WHAT THIS TASK INVOLVES:
Starting at the line that contains "Note: mark the asphalt", return every line down to the end of the records below, exactly as written.

Content starts

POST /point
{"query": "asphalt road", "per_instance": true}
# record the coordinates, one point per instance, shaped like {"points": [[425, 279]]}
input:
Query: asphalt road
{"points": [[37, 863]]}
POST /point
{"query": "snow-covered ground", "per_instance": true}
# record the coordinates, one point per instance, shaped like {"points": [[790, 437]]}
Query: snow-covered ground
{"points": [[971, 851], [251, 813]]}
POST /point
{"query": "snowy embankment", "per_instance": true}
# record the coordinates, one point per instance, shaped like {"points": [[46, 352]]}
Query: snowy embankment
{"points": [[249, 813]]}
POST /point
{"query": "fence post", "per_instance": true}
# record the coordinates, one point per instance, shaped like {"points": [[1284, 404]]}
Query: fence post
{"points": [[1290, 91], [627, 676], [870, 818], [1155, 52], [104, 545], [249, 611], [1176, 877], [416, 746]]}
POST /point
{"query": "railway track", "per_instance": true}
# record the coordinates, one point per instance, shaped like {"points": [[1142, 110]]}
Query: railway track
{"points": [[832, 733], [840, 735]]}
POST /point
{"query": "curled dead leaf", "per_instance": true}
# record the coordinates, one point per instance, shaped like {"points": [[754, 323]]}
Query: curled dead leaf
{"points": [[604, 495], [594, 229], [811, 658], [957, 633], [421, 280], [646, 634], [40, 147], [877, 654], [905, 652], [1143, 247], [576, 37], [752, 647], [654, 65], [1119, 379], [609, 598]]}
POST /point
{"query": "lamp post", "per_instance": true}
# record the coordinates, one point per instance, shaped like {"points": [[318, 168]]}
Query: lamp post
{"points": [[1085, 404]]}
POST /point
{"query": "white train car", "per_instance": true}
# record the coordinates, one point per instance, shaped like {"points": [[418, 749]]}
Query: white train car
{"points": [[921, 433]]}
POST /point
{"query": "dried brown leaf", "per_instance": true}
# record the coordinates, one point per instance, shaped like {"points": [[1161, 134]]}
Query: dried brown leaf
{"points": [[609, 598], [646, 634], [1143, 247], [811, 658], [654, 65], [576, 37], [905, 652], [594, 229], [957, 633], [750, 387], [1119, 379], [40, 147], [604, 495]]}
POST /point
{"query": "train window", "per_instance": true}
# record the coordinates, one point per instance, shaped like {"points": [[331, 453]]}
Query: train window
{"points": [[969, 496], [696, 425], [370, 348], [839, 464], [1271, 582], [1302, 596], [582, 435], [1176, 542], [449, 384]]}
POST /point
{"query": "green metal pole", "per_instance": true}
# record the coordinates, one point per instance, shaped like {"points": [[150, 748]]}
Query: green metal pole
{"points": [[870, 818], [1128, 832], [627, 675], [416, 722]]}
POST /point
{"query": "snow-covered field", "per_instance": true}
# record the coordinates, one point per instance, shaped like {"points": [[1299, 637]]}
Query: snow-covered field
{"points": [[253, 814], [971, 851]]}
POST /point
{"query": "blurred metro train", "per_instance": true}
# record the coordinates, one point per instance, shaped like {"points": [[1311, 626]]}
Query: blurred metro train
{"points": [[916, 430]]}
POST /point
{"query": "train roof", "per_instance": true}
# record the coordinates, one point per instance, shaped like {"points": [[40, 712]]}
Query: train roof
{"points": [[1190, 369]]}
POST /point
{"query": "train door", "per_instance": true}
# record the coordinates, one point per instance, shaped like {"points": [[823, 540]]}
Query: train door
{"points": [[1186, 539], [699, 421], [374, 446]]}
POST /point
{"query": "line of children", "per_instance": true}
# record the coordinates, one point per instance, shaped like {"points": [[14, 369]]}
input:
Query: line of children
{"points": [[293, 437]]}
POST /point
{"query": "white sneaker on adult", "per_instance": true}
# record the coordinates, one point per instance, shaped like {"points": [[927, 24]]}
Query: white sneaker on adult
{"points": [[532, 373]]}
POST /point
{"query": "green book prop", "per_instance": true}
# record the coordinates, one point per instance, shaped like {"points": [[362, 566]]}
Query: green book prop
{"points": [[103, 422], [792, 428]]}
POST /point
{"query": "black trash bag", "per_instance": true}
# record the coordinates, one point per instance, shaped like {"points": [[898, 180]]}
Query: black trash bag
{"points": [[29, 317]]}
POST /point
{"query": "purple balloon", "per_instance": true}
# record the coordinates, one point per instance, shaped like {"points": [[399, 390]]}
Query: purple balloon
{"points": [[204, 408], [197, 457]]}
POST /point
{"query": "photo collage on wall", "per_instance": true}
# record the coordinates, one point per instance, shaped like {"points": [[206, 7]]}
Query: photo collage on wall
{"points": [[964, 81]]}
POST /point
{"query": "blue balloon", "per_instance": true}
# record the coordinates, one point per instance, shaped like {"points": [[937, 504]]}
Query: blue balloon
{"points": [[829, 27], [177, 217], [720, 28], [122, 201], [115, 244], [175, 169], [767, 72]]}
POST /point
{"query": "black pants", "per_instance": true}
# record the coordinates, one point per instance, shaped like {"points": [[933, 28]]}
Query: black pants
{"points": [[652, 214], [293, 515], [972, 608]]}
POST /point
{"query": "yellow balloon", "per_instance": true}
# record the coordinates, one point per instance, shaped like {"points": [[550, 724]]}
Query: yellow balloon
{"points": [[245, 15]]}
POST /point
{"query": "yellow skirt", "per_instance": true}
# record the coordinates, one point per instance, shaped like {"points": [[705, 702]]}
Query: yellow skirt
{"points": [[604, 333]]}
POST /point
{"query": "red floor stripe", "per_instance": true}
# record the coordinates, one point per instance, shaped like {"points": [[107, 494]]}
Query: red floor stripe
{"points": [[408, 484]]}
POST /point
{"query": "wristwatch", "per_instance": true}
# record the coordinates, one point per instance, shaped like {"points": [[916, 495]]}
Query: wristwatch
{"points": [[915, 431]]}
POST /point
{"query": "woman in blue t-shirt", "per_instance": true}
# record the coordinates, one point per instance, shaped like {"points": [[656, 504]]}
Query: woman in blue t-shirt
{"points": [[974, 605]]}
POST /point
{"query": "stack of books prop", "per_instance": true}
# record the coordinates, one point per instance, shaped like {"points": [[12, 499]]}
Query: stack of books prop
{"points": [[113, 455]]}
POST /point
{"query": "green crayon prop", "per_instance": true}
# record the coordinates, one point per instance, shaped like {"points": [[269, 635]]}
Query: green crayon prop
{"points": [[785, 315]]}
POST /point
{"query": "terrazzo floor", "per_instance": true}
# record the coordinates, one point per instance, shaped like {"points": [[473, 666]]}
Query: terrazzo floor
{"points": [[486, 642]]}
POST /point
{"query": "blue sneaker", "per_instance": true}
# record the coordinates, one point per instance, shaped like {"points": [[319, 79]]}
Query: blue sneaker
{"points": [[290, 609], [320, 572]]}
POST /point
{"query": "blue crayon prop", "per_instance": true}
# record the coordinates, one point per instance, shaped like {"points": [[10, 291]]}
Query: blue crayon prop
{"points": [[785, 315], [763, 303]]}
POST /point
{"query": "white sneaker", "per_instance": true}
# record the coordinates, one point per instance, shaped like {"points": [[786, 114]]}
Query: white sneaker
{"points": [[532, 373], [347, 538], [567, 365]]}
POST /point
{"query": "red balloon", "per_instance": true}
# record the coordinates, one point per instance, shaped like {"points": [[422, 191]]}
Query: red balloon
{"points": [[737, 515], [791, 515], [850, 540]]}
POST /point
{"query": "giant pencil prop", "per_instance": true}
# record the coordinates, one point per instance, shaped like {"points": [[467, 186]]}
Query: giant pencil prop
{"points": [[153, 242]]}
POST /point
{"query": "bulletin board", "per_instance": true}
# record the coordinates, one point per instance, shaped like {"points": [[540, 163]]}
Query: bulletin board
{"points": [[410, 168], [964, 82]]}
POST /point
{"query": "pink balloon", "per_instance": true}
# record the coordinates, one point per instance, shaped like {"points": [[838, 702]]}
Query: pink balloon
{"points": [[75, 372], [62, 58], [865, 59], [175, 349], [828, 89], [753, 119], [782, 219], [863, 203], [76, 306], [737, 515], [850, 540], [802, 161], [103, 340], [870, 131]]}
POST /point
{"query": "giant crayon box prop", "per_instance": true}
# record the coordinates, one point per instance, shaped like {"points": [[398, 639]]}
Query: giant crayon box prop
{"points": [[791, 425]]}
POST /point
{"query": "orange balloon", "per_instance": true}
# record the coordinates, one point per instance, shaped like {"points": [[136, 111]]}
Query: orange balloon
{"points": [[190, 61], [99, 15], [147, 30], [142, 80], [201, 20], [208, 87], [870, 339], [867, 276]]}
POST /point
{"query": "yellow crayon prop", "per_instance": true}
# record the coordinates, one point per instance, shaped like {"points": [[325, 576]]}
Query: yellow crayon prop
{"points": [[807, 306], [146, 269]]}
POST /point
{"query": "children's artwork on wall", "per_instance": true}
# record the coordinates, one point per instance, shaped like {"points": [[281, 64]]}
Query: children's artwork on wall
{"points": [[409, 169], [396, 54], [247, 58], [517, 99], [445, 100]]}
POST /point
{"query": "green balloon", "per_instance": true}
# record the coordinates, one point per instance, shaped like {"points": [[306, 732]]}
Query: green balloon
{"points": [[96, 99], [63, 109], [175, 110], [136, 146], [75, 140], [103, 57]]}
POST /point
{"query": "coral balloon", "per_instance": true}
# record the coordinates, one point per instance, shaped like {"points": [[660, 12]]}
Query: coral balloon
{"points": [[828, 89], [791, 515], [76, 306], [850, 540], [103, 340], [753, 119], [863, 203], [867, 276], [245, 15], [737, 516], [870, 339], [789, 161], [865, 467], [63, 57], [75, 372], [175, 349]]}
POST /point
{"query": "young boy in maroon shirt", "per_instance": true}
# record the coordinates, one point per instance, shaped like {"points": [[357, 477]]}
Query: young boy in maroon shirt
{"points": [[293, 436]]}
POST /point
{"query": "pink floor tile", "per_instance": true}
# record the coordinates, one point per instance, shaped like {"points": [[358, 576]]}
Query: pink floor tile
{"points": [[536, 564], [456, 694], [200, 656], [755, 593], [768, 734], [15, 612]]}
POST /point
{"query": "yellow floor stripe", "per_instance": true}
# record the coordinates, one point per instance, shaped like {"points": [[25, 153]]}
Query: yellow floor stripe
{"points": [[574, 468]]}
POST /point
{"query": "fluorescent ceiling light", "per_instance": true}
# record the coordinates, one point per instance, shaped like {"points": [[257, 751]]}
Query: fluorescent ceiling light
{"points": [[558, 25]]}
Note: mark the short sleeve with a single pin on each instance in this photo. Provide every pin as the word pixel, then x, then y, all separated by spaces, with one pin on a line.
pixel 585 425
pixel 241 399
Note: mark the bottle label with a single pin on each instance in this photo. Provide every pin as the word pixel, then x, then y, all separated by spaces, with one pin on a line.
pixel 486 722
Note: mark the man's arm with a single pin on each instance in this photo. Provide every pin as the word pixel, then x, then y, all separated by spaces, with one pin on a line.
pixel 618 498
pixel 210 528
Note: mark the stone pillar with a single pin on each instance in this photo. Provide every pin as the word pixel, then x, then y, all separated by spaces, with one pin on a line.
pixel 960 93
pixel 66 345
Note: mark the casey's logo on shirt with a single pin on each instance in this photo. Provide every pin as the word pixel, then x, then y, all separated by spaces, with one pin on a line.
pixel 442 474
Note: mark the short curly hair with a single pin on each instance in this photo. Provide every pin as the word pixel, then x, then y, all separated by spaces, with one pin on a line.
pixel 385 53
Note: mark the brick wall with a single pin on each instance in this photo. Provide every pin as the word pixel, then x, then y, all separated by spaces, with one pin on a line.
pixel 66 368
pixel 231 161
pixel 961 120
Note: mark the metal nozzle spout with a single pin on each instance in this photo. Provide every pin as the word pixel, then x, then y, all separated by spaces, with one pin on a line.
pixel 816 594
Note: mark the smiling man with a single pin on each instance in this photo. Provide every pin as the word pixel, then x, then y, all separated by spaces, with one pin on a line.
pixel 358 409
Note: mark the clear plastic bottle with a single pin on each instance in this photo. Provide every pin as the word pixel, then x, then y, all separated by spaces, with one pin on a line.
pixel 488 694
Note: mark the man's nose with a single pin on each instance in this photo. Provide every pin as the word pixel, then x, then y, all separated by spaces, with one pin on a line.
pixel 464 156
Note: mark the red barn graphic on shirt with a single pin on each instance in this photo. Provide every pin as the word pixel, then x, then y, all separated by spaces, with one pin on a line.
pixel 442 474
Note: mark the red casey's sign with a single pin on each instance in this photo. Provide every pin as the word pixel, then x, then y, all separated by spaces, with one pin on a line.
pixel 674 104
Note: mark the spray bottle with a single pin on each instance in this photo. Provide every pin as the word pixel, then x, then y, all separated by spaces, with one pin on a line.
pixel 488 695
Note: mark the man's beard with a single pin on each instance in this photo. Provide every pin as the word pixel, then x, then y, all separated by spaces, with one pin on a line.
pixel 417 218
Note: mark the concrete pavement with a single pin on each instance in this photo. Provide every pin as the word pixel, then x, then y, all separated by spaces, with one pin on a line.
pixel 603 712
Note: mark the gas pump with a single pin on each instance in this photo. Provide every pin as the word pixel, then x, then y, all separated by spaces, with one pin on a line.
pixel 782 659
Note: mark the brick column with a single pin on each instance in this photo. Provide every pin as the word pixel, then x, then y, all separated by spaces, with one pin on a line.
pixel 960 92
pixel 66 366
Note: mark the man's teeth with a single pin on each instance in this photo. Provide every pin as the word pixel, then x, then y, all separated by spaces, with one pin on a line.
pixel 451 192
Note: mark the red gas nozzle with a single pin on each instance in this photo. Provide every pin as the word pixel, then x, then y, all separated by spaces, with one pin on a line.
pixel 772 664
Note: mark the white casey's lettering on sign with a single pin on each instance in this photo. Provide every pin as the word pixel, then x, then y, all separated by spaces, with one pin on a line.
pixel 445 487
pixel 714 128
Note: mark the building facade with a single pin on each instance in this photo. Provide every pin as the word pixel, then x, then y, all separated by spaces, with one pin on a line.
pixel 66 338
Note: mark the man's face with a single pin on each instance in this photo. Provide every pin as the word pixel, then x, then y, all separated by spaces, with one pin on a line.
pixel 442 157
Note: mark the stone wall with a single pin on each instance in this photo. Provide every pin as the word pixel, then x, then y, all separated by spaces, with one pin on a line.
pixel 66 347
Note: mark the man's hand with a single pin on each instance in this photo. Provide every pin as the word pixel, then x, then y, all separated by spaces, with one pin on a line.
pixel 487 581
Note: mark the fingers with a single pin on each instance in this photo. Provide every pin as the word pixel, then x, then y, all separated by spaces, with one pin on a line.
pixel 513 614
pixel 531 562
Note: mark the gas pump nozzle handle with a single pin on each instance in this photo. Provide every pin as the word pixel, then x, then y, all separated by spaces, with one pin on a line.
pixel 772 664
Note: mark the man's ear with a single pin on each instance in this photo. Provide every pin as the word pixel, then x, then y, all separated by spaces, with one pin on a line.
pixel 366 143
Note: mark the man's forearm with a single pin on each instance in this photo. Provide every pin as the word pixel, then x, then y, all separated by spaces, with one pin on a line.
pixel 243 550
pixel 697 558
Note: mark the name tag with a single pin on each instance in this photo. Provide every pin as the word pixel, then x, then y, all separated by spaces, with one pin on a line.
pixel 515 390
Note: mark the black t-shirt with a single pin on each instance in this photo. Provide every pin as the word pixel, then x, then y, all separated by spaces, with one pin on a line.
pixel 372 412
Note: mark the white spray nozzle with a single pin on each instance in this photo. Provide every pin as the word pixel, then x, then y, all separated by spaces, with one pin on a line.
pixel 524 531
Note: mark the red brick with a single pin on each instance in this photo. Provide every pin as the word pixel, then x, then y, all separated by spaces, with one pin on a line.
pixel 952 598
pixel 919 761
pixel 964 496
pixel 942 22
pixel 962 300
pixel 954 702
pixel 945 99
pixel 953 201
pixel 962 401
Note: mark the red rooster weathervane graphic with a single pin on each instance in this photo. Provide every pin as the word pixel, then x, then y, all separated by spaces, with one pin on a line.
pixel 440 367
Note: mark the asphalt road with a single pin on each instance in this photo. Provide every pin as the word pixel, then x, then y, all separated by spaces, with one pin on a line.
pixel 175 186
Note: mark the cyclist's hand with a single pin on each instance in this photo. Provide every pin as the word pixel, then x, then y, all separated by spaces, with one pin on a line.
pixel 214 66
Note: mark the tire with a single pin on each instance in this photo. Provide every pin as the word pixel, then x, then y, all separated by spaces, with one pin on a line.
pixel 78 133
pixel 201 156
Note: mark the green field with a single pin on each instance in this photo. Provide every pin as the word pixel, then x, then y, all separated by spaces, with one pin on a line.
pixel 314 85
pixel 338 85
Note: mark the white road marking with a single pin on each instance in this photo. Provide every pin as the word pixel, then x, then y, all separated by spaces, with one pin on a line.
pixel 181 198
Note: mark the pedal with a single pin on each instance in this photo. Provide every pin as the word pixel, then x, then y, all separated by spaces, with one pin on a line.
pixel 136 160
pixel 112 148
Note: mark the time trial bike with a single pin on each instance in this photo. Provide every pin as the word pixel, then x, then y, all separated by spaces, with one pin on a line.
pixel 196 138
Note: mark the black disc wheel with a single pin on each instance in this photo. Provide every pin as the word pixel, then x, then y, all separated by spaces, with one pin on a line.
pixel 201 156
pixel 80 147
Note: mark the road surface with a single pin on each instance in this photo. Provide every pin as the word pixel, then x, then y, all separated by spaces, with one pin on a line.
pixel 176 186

Content ends

RESPONSE:
Note: mark the asphalt road with a single pin on each instance in this photo. Provide every pin as the word pixel, then x, then y, all separated by spaces, with one pin on a line.
pixel 175 186
Note: mark the cyclist's hand with a single pin on each instance in this photo. Provide every pin as the word pixel, then x, then y, all separated by spaces, with one pin on a line.
pixel 214 66
Note: mark the tire with a single pin on each instance in this photo. Provide every pin as the word pixel, then x, then y, all separated by spaces, with one pin on a line.
pixel 78 133
pixel 201 156
Note: mark the green field with a single pin on each instance in this photo. Provide every pin as the word pixel, then x, then y, all separated by spaces, with one pin on a line.
pixel 314 85
pixel 338 85
Note: mark the white road marking with a single pin on each instance in this photo. Provide every pin as the word pixel, then x, then y, all separated by spaces, with one pin on a line.
pixel 181 198
Note: mark the pedal with a single pin on each instance in this photo. Provide every pin as the word pixel, then x, then y, all separated by spaces, with one pin on a line.
pixel 136 160
pixel 112 148
Note: mark the time trial bike with a single pin on each instance in this photo. Provide every pin as the word pixel, then x, then y, all separated by spaces, with one pin on a line.
pixel 196 138
Note: mark the black disc wheel with a single pin on each instance in this photo. Provide every pin as the word pixel, then x, then y, all separated by spaces, with one pin on a line.
pixel 201 156
pixel 80 147
Note: mark the road surface with a single pin on each instance in this photo. Provide every pin as the word pixel, then x, then y, all separated by spaces, with one pin on a line.
pixel 176 186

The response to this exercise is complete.